What you will do: Copy out all of the rows below, changing "distinct occurrence" to "separate instance" each time it appears and keeping everything else the same. Leave the pictures out of your answer.

Excerpts of bounding box data:

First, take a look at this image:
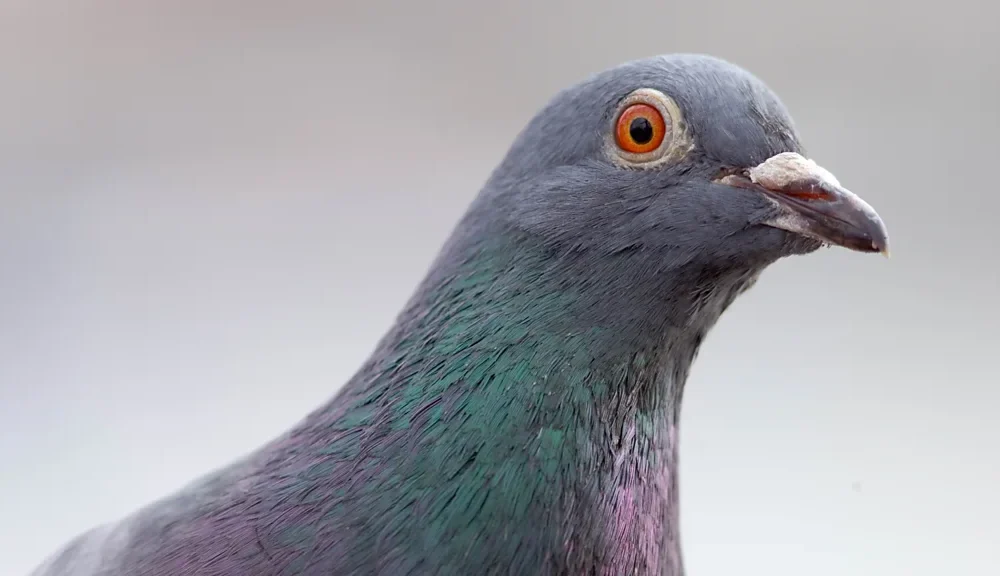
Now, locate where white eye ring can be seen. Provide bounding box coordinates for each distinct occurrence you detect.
[607,88,691,168]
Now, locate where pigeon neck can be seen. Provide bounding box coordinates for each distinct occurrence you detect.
[314,232,752,576]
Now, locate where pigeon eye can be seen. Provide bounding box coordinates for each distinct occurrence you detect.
[615,104,667,154]
[604,88,693,169]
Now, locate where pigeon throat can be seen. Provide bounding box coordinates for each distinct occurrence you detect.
[302,232,756,574]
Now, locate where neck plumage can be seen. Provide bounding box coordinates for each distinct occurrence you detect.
[292,230,750,576]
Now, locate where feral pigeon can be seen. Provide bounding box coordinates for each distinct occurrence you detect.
[34,54,888,576]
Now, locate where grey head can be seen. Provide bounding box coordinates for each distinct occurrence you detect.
[460,54,888,284]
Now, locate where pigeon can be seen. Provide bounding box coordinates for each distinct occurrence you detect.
[33,54,889,576]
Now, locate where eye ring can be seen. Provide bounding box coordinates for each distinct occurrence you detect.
[608,88,691,168]
[615,102,667,154]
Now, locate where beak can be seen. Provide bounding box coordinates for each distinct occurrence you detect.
[717,152,889,257]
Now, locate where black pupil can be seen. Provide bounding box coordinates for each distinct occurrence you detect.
[628,118,653,144]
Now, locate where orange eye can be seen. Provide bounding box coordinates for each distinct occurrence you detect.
[615,104,667,154]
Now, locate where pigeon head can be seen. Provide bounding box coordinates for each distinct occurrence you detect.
[482,55,888,268]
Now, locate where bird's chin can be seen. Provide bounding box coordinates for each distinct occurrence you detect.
[782,232,829,256]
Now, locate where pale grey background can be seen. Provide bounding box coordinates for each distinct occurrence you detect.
[0,0,1000,576]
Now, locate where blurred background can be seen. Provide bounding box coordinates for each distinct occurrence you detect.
[0,0,1000,576]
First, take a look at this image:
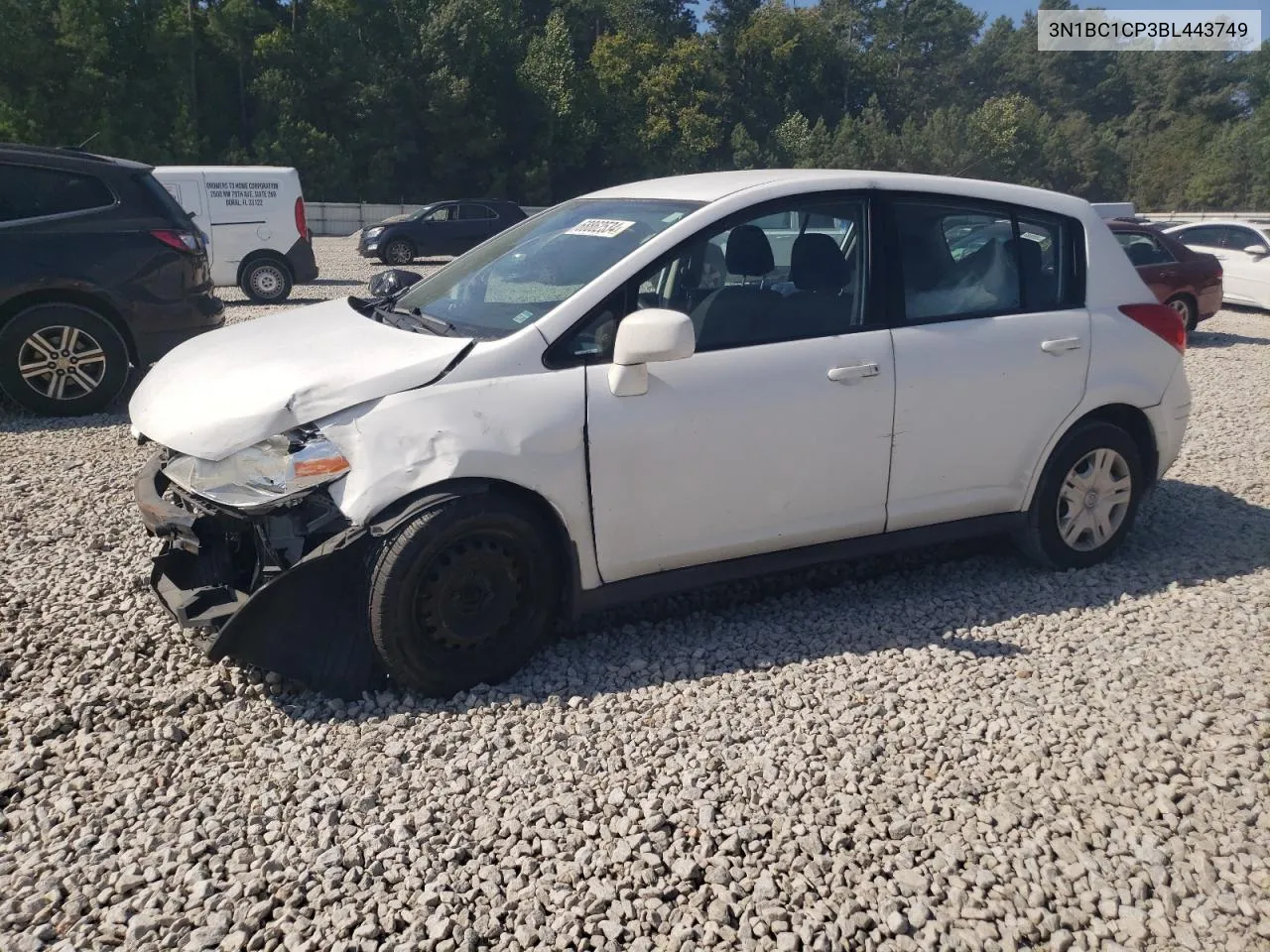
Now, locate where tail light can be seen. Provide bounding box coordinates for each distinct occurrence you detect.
[296,198,309,241]
[150,228,198,251]
[1120,304,1187,354]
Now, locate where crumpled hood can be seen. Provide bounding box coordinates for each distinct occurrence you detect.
[128,298,471,459]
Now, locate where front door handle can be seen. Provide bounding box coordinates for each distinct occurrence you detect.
[1040,337,1080,354]
[828,363,877,384]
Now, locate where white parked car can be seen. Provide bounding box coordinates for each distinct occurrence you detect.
[130,172,1192,695]
[154,165,318,303]
[1165,218,1270,311]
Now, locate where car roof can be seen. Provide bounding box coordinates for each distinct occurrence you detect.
[0,142,154,172]
[156,165,296,176]
[1170,218,1270,230]
[581,169,1096,216]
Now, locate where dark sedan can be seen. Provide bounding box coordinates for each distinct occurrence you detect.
[1107,219,1221,331]
[357,198,527,266]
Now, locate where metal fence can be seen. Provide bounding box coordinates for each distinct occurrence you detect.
[305,202,543,237]
[1139,212,1270,221]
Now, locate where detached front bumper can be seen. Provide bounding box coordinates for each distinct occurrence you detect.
[135,453,385,698]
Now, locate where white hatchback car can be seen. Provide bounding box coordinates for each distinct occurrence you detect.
[130,171,1190,697]
[1165,218,1270,311]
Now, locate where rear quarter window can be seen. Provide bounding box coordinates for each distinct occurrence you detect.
[137,173,194,228]
[0,165,115,222]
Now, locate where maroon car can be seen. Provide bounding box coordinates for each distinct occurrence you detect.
[1107,219,1221,331]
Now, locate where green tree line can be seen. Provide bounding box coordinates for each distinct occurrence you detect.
[0,0,1270,209]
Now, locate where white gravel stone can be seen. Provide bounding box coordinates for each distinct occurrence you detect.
[0,239,1270,952]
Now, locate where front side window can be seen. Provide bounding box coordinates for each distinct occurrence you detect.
[1115,231,1174,268]
[395,198,701,339]
[894,200,1075,323]
[0,165,114,222]
[562,199,867,362]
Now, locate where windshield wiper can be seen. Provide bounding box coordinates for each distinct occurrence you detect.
[393,307,459,337]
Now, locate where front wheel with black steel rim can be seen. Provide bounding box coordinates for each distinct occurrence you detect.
[1019,420,1147,568]
[369,494,563,698]
[382,239,416,264]
[0,302,130,416]
[1166,295,1199,334]
[239,258,291,304]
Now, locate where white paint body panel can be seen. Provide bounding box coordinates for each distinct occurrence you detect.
[128,299,468,459]
[586,330,895,581]
[154,165,304,287]
[886,309,1089,530]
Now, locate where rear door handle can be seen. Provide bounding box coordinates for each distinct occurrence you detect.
[828,363,877,384]
[1040,337,1080,354]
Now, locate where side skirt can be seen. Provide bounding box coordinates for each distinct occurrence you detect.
[574,513,1028,618]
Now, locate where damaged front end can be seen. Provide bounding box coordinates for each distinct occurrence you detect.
[136,431,385,698]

Response to this exercise:
First, take a look at this image:
Now, locate where white eye ring can be seen. Provide bounding box coordinates for each separate instance you detect.
[607,88,691,168]
Now, locate where pigeon neck can be seen. Provide bounding box coordinates for each separate instance you detect.
[314,232,752,576]
Now, locate where pigeon eye can be seen. Provide bounding box coordinates for each separate instance you detect.
[615,104,667,154]
[604,88,693,169]
Now, locate where pigeon throat can be seen. Provide bounding box coordinates for each separate instance you detect.
[302,232,756,574]
Now, locate where neck plumage can be seen. Provide bounding box coordinates for each separate instance you detect.
[292,230,750,576]
Now, locate where feral pigeon can be seen. Provide bounding box coordinates for each separate instance you detect.
[34,54,888,576]
Now, locate where grey head can be seen. Provide bounding box coordinates for each separate instance you detect.
[460,54,888,284]
Now, locate where pigeon can be seen. Provide bounding box coordinates for each separate instance you detect.
[33,54,889,576]
Now, locate where eye ring can be seen. Provide bounding box coordinates for each separate instance you detect.
[608,88,691,168]
[615,102,667,154]
Now, locate where beak can be seen. Provide bounding box coordinates for each separate instance you detect.
[717,152,889,257]
Now, locate where black pupil can be seen. Provide bounding box coordinates for each separate instance you detect.
[628,118,653,144]
Now, locate where orange eye can be seen. Provide bounding box coordinates for each separate instance you detect.
[615,104,667,154]
Now, locate where pigeon head can be seen. Provide bounding box coordinates for each separate instance you detect.
[482,55,888,268]
Now, locate where bird's chin can be seen. Provide bounding box coordinates for each separate instance you detect.
[782,232,829,256]
Now, locate where pale grey background can be seen. Provide bounding box coordinates for each separate instance you detect.
[0,0,1000,576]
Now, locate where blurred background can be seen. Provide bounding box coordinates for each separate instance you detect.
[0,0,1000,576]
First, take a look at this image:
Now, locate where tail light can be seen. Provide bounding box coordinates for each separate instance you detect.
[296,198,309,241]
[150,228,198,251]
[1120,304,1187,354]
Now, locate where crumpled hood can be seen. Provide bounding box coordinates for each separate instance you detect.
[128,298,471,459]
Now, locate where front door handle can be seen. Provide bounding box coordinates for each separate instance you detect.
[1040,337,1080,354]
[828,363,877,384]
Now, locate where white parked car can be seen. Provide bounding box coordinates for each separate instance you detect.
[130,172,1192,695]
[154,165,318,303]
[1165,218,1270,311]
Now, locate where car roof can be seen. Provide bounding box coordinates for each separate instance you detect.
[0,142,154,172]
[156,165,296,176]
[1170,218,1270,230]
[581,169,1096,216]
Now, locate where dark sedan can be seen. Provide bounding box coordinates for each separate instance you detect.
[1107,219,1221,331]
[357,198,527,266]
Now, locate where metal fence can be seen. Provide bounding box coordinates for each separate instance you detect.
[305,202,543,237]
[1139,212,1270,221]
Now, locate where detached front bumper can be seen. Provide bounding box coordinates for each separate instance you detect.
[135,453,385,698]
Now, locate where white hatchback car can be seen. Provide bounding box coordinates for each separate instance you detect.
[130,171,1190,697]
[1165,218,1270,311]
Now, locate where rear quarter window can be seen. Provide bounding box coordinates for each separate instance you detect.
[137,173,194,228]
[0,165,115,222]
Now, locate where maroon car can be seen. Provide bounding box coordinates for each separate instance you detect.
[1107,219,1221,331]
Now, locate where green tree line can be seen. Provide bounding box coordinates for each separate instance you detect.
[0,0,1270,209]
Now, locate where white gravel stone can be seen. Provide bounding box coordinates for each separate instance you detect.
[0,239,1270,952]
Now, locate where front side window can be seen. Provide bounding box coordinates for each separate instance you detect.
[1115,231,1174,268]
[395,198,701,339]
[894,200,1075,323]
[0,165,114,222]
[562,199,867,362]
Now, locate where windshield wiper can be seen. Provide bounding box coordinates for each separate instance you detect.
[393,307,459,337]
Now, locate where front wheel with black steel rim can be seen. Provide bounding box coordinates for each separate instance you detect.
[1019,420,1147,568]
[369,494,563,698]
[382,239,416,264]
[0,302,130,416]
[1166,295,1199,334]
[239,258,291,304]
Now, locate where white paint body panel can be seen. Provide bounding box coordinates for each separate instance you detect.
[128,299,468,459]
[586,330,895,581]
[154,165,304,287]
[886,309,1089,530]
Now, locate where rear door handle can be seen. Provide bounding box coordinates for each separate instance you detect.
[828,363,877,384]
[1040,337,1080,354]
Now, locate where side skirt can be seen. Provide bounding box coordinates for each separate instance you detect.
[574,513,1028,618]
Now, locate where damaged front end can be seen. Provide bounding box coordinates for each separate instance you detect.
[136,431,385,698]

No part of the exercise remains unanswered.